** Texto **
+--

Leia a íntegra do Mandado de Segurança

EXCELENTÍSSIMO SENHOR DESEMBARGADOR PRESIDENTE DO EGRÉGIO TRIBUNAL DE JUSTIÇA DE SÃO PAULO

O MINISTÉRIO PÚBLICO DO ESTADO DE SÃO PAULO, representado pelo Procurador-Geral de Justiça, vem, respeitosamente, perante Vossa Excelência, com fundamento na Lei 1.533/51, na Constituição Federal (arts. 127, caput, e 129, incisos I e II), na Lei nº 7.210/84 (arts. 67 e 68, II, “a”), na Lei nº 8.625/93 (art. 10, inciso I) e na Lei nº nº 10.792, de 1º de dezembro de 2003 (art. 5º, inciso III), impetrar MANDADO DE SEGURANÇA, com pedido de liminar, contra ato do Excelentíssimo Desembargador Corregedor-Geral da Justiça, que considera ilegal, pelas razões que passa a expor.

+--

** Material fornecido **

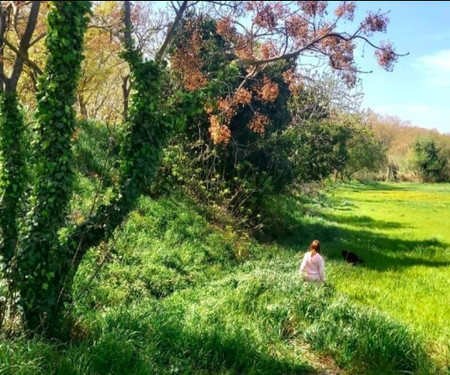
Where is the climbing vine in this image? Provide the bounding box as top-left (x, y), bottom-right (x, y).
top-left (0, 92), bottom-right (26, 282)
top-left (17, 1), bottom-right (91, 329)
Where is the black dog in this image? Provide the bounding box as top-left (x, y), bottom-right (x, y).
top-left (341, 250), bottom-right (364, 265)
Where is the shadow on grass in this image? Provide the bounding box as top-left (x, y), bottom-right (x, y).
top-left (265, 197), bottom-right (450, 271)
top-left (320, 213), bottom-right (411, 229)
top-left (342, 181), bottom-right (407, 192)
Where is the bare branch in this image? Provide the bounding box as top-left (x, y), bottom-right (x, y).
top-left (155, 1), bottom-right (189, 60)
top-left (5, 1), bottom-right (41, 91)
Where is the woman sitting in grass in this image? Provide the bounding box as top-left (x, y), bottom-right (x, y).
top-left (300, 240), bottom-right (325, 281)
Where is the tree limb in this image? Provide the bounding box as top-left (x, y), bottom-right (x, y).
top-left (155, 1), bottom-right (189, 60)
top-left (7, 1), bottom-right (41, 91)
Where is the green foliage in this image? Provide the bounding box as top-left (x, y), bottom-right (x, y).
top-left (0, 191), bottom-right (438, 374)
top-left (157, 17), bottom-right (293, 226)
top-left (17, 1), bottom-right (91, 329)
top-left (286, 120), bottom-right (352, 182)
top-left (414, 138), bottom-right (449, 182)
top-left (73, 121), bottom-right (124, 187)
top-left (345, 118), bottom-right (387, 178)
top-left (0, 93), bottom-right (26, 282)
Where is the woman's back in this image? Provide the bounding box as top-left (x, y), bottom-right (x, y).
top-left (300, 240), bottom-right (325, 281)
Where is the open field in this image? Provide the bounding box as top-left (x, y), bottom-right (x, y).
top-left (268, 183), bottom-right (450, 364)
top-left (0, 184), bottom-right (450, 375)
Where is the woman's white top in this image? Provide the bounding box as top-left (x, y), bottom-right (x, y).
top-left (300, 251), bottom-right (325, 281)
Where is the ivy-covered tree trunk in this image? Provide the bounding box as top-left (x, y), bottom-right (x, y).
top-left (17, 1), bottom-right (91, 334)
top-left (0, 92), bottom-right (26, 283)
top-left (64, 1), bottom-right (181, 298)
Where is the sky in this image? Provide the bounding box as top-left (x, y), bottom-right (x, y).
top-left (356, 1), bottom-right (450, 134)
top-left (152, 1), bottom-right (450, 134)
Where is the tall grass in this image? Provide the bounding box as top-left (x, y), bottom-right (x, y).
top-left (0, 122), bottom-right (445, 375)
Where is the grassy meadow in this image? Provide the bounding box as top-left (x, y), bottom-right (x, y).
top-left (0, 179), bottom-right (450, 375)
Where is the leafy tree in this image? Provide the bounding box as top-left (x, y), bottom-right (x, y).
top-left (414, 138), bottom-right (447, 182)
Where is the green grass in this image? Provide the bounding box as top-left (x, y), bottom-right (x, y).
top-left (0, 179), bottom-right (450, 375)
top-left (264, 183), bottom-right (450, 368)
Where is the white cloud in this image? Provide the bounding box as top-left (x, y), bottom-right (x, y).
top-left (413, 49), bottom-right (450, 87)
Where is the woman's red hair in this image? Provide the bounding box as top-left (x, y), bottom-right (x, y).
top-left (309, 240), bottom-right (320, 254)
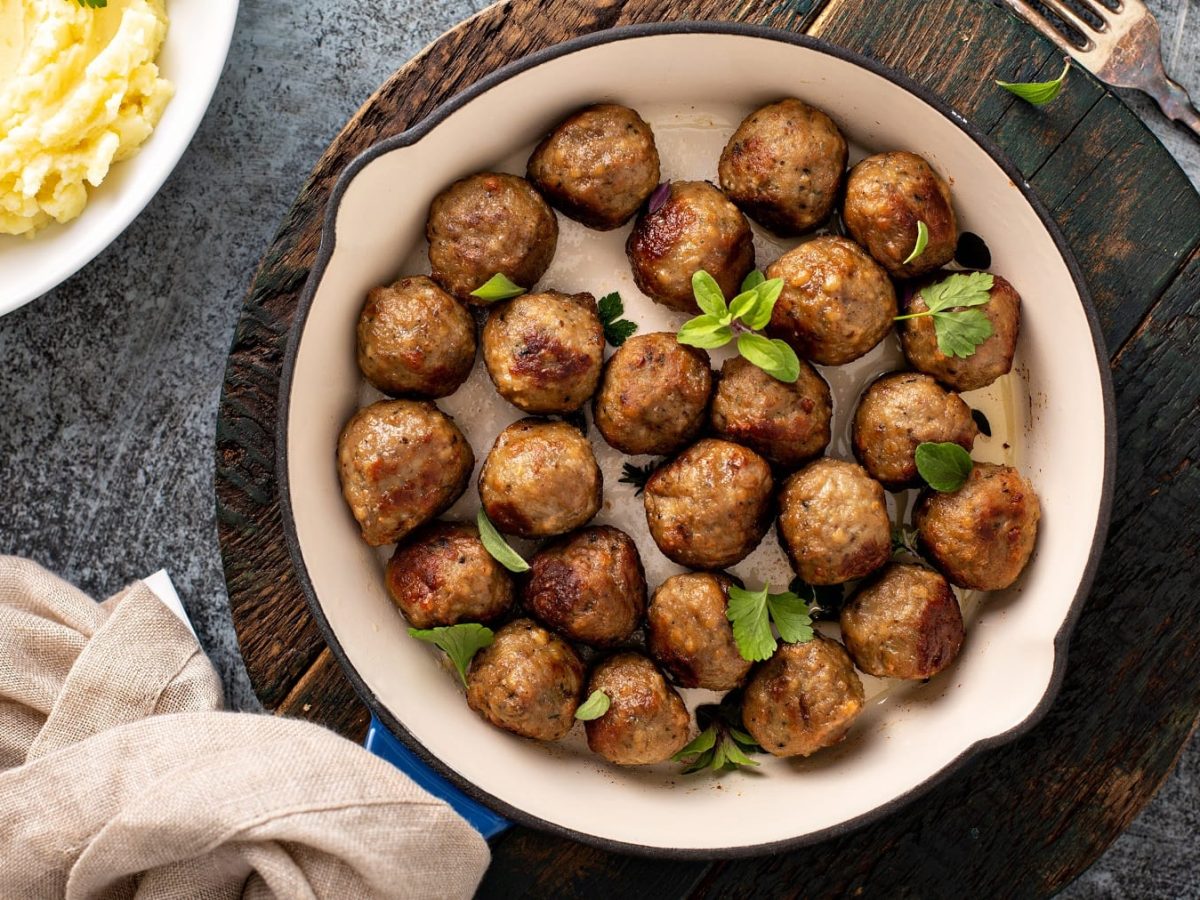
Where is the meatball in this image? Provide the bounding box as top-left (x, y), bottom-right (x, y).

+--

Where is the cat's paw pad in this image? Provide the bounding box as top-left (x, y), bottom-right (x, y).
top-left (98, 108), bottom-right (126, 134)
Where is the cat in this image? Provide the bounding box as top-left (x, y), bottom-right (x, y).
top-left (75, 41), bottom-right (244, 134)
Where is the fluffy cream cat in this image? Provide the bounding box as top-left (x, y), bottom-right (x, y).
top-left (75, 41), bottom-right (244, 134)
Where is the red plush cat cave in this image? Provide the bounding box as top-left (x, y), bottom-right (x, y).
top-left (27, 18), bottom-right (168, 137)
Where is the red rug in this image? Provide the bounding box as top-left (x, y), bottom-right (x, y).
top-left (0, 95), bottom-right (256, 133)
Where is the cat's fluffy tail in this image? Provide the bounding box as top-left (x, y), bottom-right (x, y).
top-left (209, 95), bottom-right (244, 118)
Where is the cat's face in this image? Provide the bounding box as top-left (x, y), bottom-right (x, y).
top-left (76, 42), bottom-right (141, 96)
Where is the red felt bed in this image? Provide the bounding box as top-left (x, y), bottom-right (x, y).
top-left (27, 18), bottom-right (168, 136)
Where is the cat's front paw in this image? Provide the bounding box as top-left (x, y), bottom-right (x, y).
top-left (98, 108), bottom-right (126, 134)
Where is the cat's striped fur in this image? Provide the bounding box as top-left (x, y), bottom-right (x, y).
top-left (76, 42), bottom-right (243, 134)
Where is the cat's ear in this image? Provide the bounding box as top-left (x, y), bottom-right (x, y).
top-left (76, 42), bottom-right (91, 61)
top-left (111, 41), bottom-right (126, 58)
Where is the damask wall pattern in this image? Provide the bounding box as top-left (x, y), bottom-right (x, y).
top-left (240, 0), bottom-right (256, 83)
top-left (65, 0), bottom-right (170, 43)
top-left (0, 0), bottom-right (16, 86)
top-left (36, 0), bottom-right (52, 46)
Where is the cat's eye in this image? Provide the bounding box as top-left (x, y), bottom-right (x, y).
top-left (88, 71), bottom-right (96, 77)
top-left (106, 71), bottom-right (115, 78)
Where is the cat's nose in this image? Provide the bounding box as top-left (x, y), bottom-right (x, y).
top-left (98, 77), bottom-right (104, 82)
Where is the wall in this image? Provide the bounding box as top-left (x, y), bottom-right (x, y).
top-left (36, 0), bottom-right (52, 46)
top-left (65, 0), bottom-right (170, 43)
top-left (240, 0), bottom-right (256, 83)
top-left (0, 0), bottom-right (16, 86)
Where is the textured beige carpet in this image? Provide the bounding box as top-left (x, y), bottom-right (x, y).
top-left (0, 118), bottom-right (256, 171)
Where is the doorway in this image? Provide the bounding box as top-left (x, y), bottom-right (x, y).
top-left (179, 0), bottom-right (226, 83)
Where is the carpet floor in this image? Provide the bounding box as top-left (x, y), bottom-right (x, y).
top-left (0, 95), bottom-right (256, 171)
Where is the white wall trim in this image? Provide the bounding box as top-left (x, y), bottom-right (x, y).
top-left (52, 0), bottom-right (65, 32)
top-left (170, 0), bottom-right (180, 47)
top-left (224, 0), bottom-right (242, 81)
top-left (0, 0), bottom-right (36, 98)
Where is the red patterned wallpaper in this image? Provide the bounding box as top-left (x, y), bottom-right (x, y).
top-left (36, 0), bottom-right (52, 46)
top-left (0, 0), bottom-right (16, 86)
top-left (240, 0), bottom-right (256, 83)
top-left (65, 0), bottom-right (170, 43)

+--

** Tarefas a realizar **
a. Nas entradas, reescreva o trecho que vai da linha que contém "Where is the black" até a linha que contém "top-left (7, 1), bottom-right (41, 91)", trocando "grass" por "lawn" e mantendo todo o resto igual.
b. Escreva a continuação da petição de mandado de segurança do Ministério Público de São Paulo.

** Lista de respostas **
a.
Where is the black dog in this image? Provide the bounding box as top-left (x, y), bottom-right (x, y).
top-left (341, 250), bottom-right (364, 265)
Where is the shadow on lawn in this image? Provide the bounding box as top-left (x, y), bottom-right (x, y).
top-left (265, 197), bottom-right (450, 271)
top-left (320, 213), bottom-right (411, 229)
top-left (342, 181), bottom-right (407, 192)
Where is the bare branch in this image? Provide the bounding box as top-left (x, y), bottom-right (x, y).
top-left (155, 1), bottom-right (189, 60)
top-left (5, 1), bottom-right (41, 91)
Where is the woman sitting in lawn in this image? Provide the bounding box as top-left (x, y), bottom-right (x, y).
top-left (300, 240), bottom-right (325, 281)
Where is the tree limb in this image? Provide the bounding box as top-left (x, y), bottom-right (x, y).
top-left (155, 1), bottom-right (189, 60)
top-left (7, 1), bottom-right (41, 91)

b.
I) DOS FATOS

1- Em decisão proferida em 5 de maio de 2005 e complementada cinco dias depois, o MM. Juiz de Direito da Vara das Execuções Criminais e Corregedor dos Presídios acolheu o requerimento de uma emissora de televisão estrangeira (o Canal 13, da Universidade Católica do Chile) e autorizou a realização por uma equipe de três profissionais (jornalista, “cameraman” e assistente), por ela indicados, de entrevista com o sentenciado chileno MAURÍCIO HERNANDEZ NORAMBUENA no Centro de Readaptação Penitenciária de Presidente Bernardes, onde se encontra, com a conseqüente gravação da matéria no interior desse presídio, para a transmissão de imagem e som aos seus telespectadores.

Embora consciente dos sérios riscos que são ínsitos à realização de tal reportagem, Sua Excelência concluiu que, havendo a concordância do preso, o interesse que prepondera é o do acesso à mídia, tendente a propiciar a sua ressocialização, só restando à Administração do presídio, diante da autorização judicial, escolher data e horário para a entrevista e adotar todas as cautelas necessárias, para que ela se realize em condições seguras.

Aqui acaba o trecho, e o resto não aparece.